▸ ACTION ITEM
Look below for the line holding "TARGET = bird body" and the line holding "TARGET = water". Repeat those two and everything between, exactly.

▸ RECORDS TO USE
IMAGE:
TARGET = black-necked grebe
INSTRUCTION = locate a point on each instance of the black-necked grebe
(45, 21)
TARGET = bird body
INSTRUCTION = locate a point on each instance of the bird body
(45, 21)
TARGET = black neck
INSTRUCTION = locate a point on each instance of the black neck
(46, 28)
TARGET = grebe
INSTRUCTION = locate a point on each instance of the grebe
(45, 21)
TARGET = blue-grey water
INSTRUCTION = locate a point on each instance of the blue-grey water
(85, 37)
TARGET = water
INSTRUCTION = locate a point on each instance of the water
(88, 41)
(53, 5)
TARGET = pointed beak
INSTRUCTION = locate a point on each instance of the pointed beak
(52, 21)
---
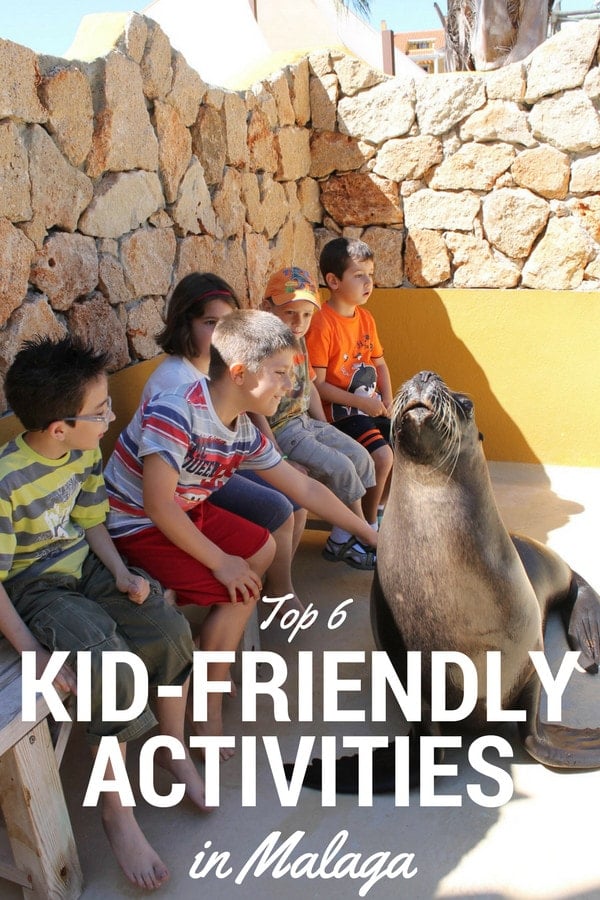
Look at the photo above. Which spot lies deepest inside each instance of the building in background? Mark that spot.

▸ SOLUTION TO THIS PROBLEM
TARGET = bird body
INSTRUCTION = locate a point on each instance of the bird body
(45, 21)
TARGET = black neck
INSTRUCTION = locate a point on each instance of the black neck
(46, 28)
TARGET = grebe
INSTRUCTION = locate a point on each instance of the grebe
(45, 21)
TARGET = blue-grey water
INSTRUCTION = locate a point on each instance of the blue-grey water
(85, 37)
TARGET = water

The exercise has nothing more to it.